RAW RECORDS -
◆ ◆ ◆

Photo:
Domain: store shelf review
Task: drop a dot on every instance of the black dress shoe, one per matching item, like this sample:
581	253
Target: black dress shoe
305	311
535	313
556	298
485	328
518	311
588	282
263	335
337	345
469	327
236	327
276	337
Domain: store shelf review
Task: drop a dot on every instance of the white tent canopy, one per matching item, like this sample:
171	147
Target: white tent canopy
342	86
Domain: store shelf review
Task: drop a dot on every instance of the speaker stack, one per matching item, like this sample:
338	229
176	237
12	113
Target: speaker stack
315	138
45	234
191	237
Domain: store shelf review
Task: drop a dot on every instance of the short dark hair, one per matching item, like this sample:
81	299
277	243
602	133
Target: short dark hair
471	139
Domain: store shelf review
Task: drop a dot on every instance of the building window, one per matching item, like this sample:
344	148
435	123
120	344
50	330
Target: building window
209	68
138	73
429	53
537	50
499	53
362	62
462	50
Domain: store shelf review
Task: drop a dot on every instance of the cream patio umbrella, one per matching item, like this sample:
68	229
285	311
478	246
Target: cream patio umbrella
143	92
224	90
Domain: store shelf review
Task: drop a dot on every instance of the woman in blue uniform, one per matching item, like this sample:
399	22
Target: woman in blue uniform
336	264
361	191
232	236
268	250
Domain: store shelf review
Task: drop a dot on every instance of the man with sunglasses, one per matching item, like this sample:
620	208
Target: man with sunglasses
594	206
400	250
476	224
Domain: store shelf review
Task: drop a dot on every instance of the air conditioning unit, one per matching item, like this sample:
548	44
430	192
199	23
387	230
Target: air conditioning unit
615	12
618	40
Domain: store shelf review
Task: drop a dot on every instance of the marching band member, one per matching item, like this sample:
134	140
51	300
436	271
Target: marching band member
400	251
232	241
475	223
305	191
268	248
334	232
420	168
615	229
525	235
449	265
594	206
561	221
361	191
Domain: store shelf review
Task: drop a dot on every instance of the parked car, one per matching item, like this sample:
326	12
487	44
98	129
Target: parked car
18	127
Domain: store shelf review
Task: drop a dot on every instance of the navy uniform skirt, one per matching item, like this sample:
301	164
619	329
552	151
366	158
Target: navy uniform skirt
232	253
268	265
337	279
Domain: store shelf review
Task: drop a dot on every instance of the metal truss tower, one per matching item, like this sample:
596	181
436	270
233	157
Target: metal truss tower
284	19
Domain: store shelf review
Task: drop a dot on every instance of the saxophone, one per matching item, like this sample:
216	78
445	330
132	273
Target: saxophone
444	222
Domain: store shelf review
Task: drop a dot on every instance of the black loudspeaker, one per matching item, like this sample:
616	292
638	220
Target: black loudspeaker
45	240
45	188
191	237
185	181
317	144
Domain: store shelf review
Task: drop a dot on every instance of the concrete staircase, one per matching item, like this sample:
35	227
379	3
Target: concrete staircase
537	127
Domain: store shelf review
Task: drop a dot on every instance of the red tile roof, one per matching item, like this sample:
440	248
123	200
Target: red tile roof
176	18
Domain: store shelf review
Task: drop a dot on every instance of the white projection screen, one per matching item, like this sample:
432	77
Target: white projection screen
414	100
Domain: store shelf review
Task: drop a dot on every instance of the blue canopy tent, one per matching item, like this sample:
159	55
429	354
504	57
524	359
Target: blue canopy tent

◆ ◆ ◆

WHAT THE TASK REQUIRES - Write out every entry verbatim.

SOLUTION TO THE EXERCISE -
Photo:
Domain: store shelf review
Task: drop a dot on every instance of the black dress shoe, one per matching item, like this sample:
581	253
Target: black dress shoe
305	311
535	313
556	298
485	328
518	311
588	282
263	335
337	345
469	327
236	327
276	337
Domain: store shelf review
Task: drop a dot on every instance of the white tent canopy, one per matching item, like this sample:
171	147
Target: white tent canopy
342	86
Domain: store shelf review
Task: drop a dot on every instance of the speaker stack, one per matching item, like this sample:
338	229
176	237
12	113
Target: speaker stack
315	138
45	234
191	237
Domain: store shelf review
Task: drop a dot on every instance of the short dark hair, one per matching item, like this sample:
81	299
277	243
602	133
Target: short dark hair
471	139
Domain: store shelf review
Task: drop a dot on every instance of the building window, one per matching item, like this sample:
344	148
435	123
120	344
50	330
Target: building window
209	68
138	73
429	53
537	50
499	53
362	62
462	50
Domain: store shelf review
Task: drop a dot on every instance of the cream patio umbrella, one per matching item, like this sample:
68	229
285	311
478	246
Target: cream patio umbrella
143	92
224	90
Domain: store shelf review
Task: drop a dot on every instance of the woman in blue uniform, one per matching item, like this sample:
399	22
Target: woman in blue uniform
336	264
361	191
232	236
268	250
Domain: store shelf review
Task: drop a dot on every instance of the man with sunglasses, one per matching item, like this sample:
620	208
Target: man with sunglasses
594	206
400	250
476	224
Domain: store shelf review
Task: drop a dot on every instance of the air conditioning unit, one per matching item, like this sample:
548	44
430	192
199	23
387	230
Target: air conditioning unit
615	12
618	40
Domain: store shelf review
Task: drop a dot on every instance of the marching band member, one per matching item, like this sample:
134	140
51	300
436	271
Target: marching band member
400	251
232	241
475	223
305	191
268	248
334	232
420	168
615	229
525	235
449	265
594	206
561	221
361	191
Domain: store shelf review
Task: drop a dot on every instance of the parked car, one per matching item, like this sample:
326	12
487	44
98	129
Target: parked car
18	127
Domain: store shelf review
Task: drop a dot on every instance of the navy uniform skirt, one per matching item, like this sample:
301	164
619	329
552	151
366	158
Target: navy uniform skirt
232	253
268	265
337	279
Domain: store shelf review
Task: drop a dot on every instance of the metal truss tower, one per matching item, like this sample:
596	181
436	270
233	157
Target: metal truss tower
284	19
Domain: store shelf review
Task: drop a dot on every instance of the saxophone, one per matching item, like this sample:
216	78
445	330
132	273
Target: saxophone
444	222
Domain: store shelf review
Task: drop a dot on every instance of the black loudspeaker, one per matching item, like this sample:
616	292
638	220
Target: black loudspeaker
45	240
45	188
191	237
185	181
317	144
Domain: store shelf review
Task: drop a dot on every instance of the concrete staircase, one per matching item, like this sample:
35	227
379	3
Target: concrete staircase
537	127
Domain: store shelf review
Task: drop a dot on every instance of the red tile roof, one per matching item, like this sample:
440	248
123	200
Target: red tile roof
176	18
Domain: store shelf review
Task: drop a dot on every instance of the white projection screen, one per matching item, like this sample:
432	77
Target: white projection screen
414	100
Domain: store shelf review
Task: drop a dot on every instance of the blue canopy tent, one per matching item, like this sample:
159	55
429	354
504	57
524	359
Target: blue canopy tent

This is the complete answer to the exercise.